Las emociones cumplen una función motivadora; están detrás de aquellos procesos de búsqueda de respuestas, cuando la curiosidad impulsa a dar un sentido a fenómenos o situaciones particulares; mueven la voluntad del ser humano; se hallan en la base de sus anhelos. Presentar a la gente de ciencia mediante anécdotas apela, además, a la identificación: en la medida en que el yo de cada persona se construye como una narración, aquellos relatos que giran en torno a la vida cotidiana de los científicos los acerca al público lector, quien ve en ellos hechos y reacciones comunes a todos los seres humanos. Recientemente escuché, en una conferencia de Estrella Burgos, editora de la revista ¿Cómo ves?, que las historias tienen un poder único para persuadir y motivar, porque apelan a nuestras emociones y capacidad para la empatía. Estas anécdotas pueden tener un efecto en la motivación y el compromiso con el aprendizaje, sobre todo al valorar la constancia, el interés y el esfuerzo como atributos de las personas dedicadas a la investigación científica y que animarían al estudiantado a emularlas.

○ ○ ○ ○

# Ejercicio A
Resume el fragmento en dos oraciones.
# Ejercicio B
Retoma el fragmento sobre las emociones y las anécdotas de científicos, escribiendo a continuación de su última oración.

# Datos
○ ○ ○ ○

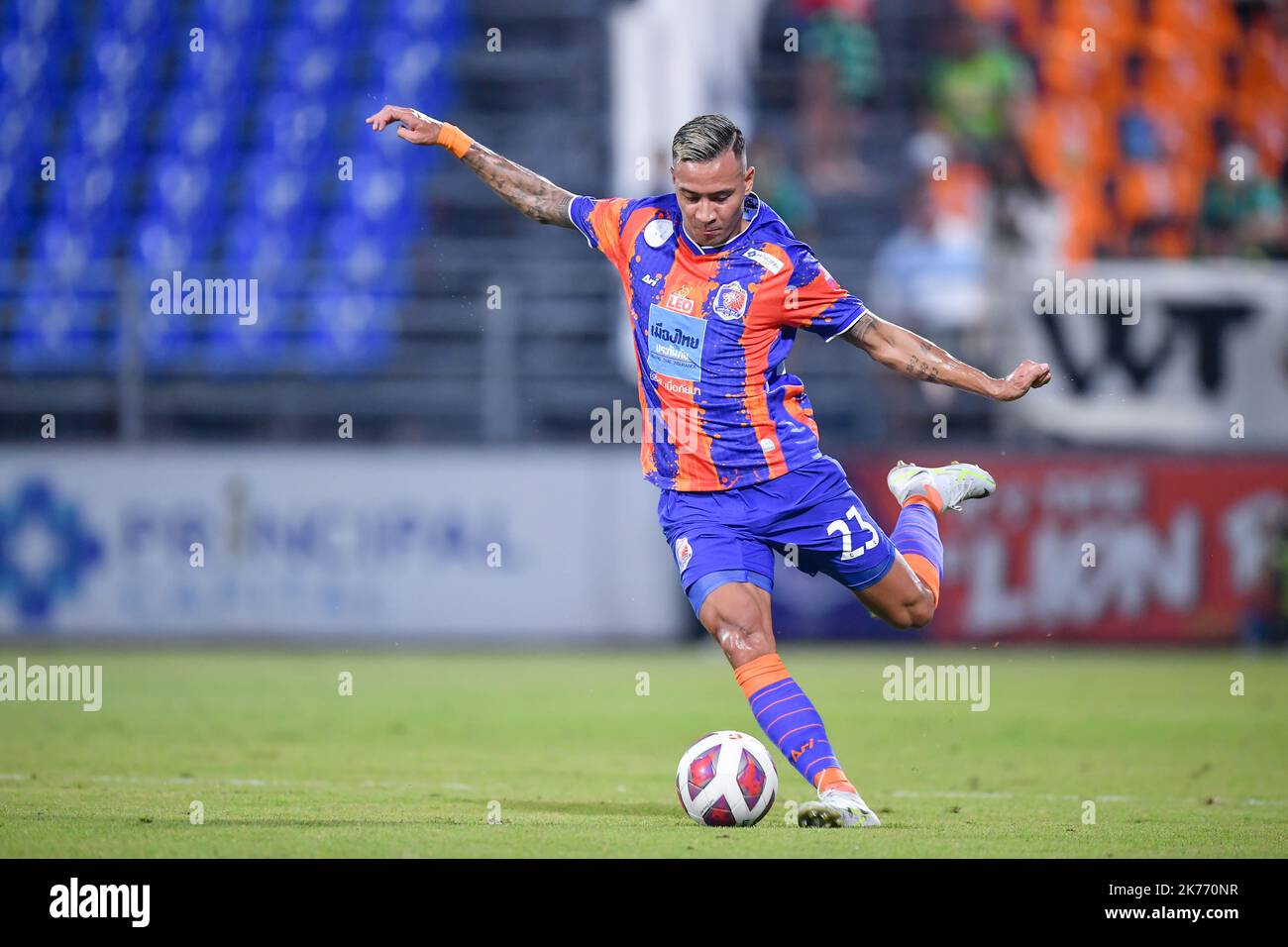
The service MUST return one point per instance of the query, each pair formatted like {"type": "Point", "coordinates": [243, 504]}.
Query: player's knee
{"type": "Point", "coordinates": [737, 624]}
{"type": "Point", "coordinates": [915, 613]}
{"type": "Point", "coordinates": [921, 612]}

○ ○ ○ ○

# Respuesta A
Las emociones cumplen una función motivadora, ya que impulsan la búsqueda de respuestas, mueven la voluntad y están en la base de los anhelos humanos. Presentar a la gente de ciencia con anécdotas de su vida cotidiana hace que el público se identifique con ella y puede motivar al estudiantado a imitar su constancia, su interés y su esfuerzo.

# Respuesta B
Emociones y memoria

Las emociones también se relacionan con el almacenamiento y la memorización de datos, procesos necesarios para el aprendizaje; no en balde se las denomina el «pegamento del conocimiento», debido a la marcada impronta cerebral que poseen aquellos sucesos o datos que se asocian al mundo emotivo de la persona.  «Lo que no nos emociona, se nos olvida», plantea Estrella Burgos de forma contundente. ¿Cómo no acordarse, al oír hablar de Gauss, de ese niño superdotado que resolvía en tiempo récord los pesados ejercicios que su maestro de escuela le imponía a la clase y con lo cual arruinaba el plan del maestro de disfrutar de una disimulaba siesta (La música de los números primos, de Marcus du Sautoy)? ¿Cómo no recordar, tras leer la biografía de la astrónoma más famosa del siglo XVII, que fue objeto de los comunes reclamos que se hacen a muchas mujeres, pues María Cunitz no atendía debidamente las tareas del hogar, ya que aprovechaba el día para dormir, de modo que podía observar los astros por las noches (Las pioneras, de Rita Levi Montalcini y Giuseppina Tripodi)?


Urania Propitia, la obra que produjo María Cunitz en sus horas de vigilia.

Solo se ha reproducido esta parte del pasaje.